Excerpt >>
Plaintiff believes that all of the above-named defendants have conspired to cause every misfortune that has befallen her since October 2002. Plaintiff alleges that they caused a non-defendant to back into her car in January 2003; caused a girl to accuse plaintiff's dog of biting her in March 2003; caused plaintiff's uncle to die in May 2003 while undergoing dialysis in California; caused plaintiff's divorce lawyer, defendant Thomas Anderson, Jr., to negligently represent her in July 2003; caused plaintiff's doctor, defendant Leilane U. Sta Romana, to refuse to meet with her in November 2003; caused plaintiff's contractor, defendant Paul Kresse, to walk out on a remodeling job in May 2004; caused defendants Kenosha County Circuit Courts and Family Court Commissioner James Fitzgerald to grant plaintiff's ex-husband custody of their children in June 2004; caused defendants Fred and Lena Schlater to buy plaintiff's house below market in July 2004; caused the Wisconsin DMV to give plaintiff inaccurate information in March 2004; caused the post office to inconsistently forward her mail to her new home and identity thieves to obtain her credit information in 2004 and 2005; caused defendant Otto Nelson Sons, a van line, to damage plaintiff's belongings in January 2005; caused defendant Fitzgerald to make inappropriate statements at a May 2005 hearing; caused child welfare personnel in South Carolina to thwart plaintiff's attempt to alter the terms of custody of her children in 2005 and 2006; caused defendant Gail Gentz, Kenosha County Clerk of Court, to be rude to plaintiff in June 2006; and ultimately caused court officials to rule against plaintiff. To this day, the conspirators have kept plaintiff from obtaining a job in South Carolina.

Plaintiff has filed a related lawsuit in the District of South Carolina that picks up where this one leaves off. It sues officials, individuals and businesses in South Carolina, accusing them of joining in the conspiracy that began in Kenosha and continuing it there.

Plaintiff's complaint fails to state a claim of conspiracy. The Supreme Court recently clarified that allegations of conspiracy must provide "plausible grounds to infer an agreement" such that it raises a "reasonable expectation that discovery will reveal evidence of illegal agreement." Twombly, 127 S. Ct. at 1965. Plaintiff worked hard to plead conspiracy, by repeatedly asserting that the defendants had a "meeting of the minds" and giving the dates of the conspiracy as between 2002 and the present, but her allegations do not raise a plausible inference of conspiracy. Plaintiff asserts an irrational motive, namely, discrediting and destroying her, and connects clearly unrelated events and entities into a single conspiracy. Plaintiff's conspiracy allegations are so inconceivable and delusional that they not only fail to state a claim underTwombly, but they are also factually frivolous. See Denton v. Hernandez, 504 U.S. 25, 32 (1992); Gladney v. Pendleton Corr. Facility, 302 F.3d 773, 774 (7th Cir. 2002). As such, I will dismiss plaintiff's conspiracy claims against all defendants with prejudice. See id. at 774.

Request >>
In the conspiracy lawsuit excerpt, what is defendant Paul Kresse alleged to have been caused to do in May 2004?

Recorded information >>
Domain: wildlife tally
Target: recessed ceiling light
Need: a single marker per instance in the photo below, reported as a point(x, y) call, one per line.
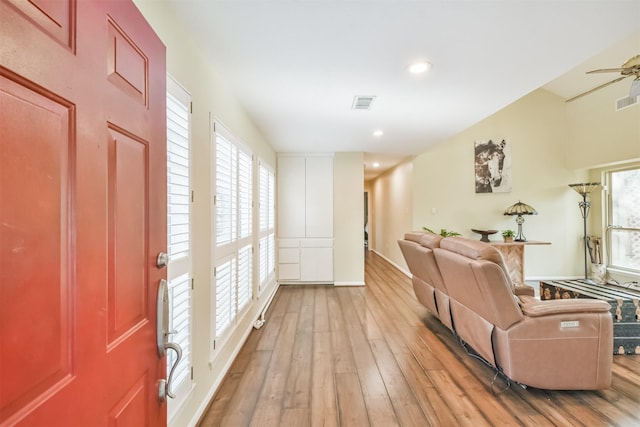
point(419, 67)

Exercise solution >>
Walk out on a remodeling job.